Designing Image Acquisition for Machine Vision
The first step in collecting training data for machine vision is to design your image acquisition system. The images you acquire for training and inference may be negatively impacted by a poorly designed imaging solution. On the other hand, a well-designed image acquisition system will boost your model’s accuracy and sensitivity. In this article, we explain how to design an image acquisition system solution.
We will cover the following key factors for creating quality images needed for training your model.
- Field of View
- Depth of Field
- Color vs black and white
After collecting a set of images you may find that some are not optimal. Instead of discarding them and starting over you may be able to reuse them with some post-processing to alter the image. Then use the edited image for training. The result of completing this step is a set of quality images used for training your system.

SUPPLIED ENTRIES »
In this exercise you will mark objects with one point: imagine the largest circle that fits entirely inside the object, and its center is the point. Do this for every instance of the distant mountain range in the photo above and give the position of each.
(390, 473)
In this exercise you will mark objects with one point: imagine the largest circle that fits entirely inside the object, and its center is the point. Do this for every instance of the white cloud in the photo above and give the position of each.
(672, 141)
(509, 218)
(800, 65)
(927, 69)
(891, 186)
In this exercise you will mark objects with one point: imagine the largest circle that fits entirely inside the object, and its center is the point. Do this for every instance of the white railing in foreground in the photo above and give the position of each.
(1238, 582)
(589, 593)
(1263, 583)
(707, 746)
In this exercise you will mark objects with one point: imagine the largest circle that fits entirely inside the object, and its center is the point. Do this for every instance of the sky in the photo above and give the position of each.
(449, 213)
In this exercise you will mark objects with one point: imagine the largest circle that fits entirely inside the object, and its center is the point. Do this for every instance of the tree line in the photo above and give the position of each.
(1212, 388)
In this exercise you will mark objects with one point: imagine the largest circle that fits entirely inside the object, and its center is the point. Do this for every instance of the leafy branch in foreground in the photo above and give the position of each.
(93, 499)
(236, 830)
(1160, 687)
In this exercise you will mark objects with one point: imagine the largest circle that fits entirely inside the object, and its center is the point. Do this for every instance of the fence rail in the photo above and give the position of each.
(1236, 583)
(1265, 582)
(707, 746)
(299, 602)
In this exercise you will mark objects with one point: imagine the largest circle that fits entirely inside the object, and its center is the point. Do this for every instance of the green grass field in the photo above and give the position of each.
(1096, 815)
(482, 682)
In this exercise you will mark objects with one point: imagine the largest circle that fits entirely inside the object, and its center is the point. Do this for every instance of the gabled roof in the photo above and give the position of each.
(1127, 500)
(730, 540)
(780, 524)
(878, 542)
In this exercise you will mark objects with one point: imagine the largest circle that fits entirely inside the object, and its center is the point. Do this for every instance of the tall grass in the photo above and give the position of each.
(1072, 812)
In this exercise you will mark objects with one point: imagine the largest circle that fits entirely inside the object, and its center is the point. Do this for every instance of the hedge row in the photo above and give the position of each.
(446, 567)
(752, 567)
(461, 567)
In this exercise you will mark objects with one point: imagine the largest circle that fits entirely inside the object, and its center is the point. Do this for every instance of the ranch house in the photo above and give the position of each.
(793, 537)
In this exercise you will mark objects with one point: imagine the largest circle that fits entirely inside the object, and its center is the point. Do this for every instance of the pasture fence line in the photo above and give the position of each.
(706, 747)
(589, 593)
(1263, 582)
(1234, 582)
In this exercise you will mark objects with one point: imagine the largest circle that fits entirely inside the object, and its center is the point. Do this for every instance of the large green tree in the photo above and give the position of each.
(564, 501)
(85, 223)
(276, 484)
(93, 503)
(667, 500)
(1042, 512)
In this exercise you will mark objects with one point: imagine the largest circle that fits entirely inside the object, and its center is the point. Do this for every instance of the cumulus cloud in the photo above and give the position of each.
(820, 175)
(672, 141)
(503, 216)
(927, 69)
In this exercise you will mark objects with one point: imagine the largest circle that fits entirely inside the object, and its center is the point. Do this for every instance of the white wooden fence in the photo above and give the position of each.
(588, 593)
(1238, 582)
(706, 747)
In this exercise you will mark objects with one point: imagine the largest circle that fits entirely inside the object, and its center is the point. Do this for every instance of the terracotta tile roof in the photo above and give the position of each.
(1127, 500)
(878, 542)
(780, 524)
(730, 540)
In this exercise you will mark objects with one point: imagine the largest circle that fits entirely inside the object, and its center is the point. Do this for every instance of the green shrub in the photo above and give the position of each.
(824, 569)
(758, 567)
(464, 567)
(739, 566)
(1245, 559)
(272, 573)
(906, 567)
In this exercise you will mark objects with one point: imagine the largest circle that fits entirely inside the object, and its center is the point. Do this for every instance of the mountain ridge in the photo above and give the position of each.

YOUR GOAL » Name every key factor for creating quality training images that the image acquisition text says it will cover.

PROBLEM SOLUTION » Field of View, Depth of Field, and Color vs black and white.